### PROBLEM TO SOLVE
Take the line containing "white flower in the picture above." as the first and the last line of the records below as the end, and please set down only what lies between them exactly, both ends included.

### Referring expression data
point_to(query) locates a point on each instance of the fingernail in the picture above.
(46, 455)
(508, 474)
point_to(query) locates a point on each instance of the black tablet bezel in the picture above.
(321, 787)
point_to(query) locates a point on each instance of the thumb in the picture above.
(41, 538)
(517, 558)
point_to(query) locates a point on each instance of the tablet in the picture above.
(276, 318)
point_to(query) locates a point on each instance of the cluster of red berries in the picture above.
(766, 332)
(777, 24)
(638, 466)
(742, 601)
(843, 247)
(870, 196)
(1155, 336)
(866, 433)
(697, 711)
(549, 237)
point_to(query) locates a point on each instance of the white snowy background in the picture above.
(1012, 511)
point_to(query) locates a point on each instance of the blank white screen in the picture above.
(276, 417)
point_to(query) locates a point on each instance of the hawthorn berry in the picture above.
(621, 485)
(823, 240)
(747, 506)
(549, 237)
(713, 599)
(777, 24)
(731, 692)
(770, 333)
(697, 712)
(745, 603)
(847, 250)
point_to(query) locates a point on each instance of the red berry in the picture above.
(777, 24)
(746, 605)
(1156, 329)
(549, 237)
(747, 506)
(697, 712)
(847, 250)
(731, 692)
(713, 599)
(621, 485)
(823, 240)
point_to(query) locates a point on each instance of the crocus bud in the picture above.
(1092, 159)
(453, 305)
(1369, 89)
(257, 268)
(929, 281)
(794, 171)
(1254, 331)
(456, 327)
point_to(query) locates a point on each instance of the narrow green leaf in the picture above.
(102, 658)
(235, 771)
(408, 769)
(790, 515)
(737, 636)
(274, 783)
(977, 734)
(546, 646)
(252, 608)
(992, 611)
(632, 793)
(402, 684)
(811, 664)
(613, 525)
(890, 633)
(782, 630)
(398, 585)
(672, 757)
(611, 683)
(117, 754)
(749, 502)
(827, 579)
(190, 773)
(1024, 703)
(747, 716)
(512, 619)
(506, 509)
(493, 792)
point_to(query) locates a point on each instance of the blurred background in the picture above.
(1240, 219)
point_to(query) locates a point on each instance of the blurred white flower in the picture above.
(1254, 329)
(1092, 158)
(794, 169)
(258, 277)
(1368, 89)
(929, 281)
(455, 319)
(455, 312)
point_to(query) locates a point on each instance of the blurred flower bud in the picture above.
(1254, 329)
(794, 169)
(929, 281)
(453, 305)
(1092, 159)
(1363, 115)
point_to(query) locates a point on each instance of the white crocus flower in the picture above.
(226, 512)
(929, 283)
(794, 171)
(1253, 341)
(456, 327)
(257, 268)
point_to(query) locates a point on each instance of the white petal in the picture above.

### OUTPUT FOR THIS EXERCISE
point_to(query) locates a point on each instance of the blurred white flower in the picture above.
(1254, 329)
(1092, 158)
(794, 169)
(258, 277)
(1368, 89)
(929, 281)
(455, 319)
(455, 312)
point_to(query) locates a point on each instance of the blurred flower bud in the picture above.
(1254, 329)
(794, 169)
(929, 281)
(453, 305)
(1092, 159)
(1363, 115)
point_to(query) locates a point on each instance of the white crocus flower in the picture above.
(226, 512)
(929, 283)
(794, 171)
(1253, 341)
(456, 327)
(257, 268)
point_to(query) locates a point on each instance of the white petal in the picture above.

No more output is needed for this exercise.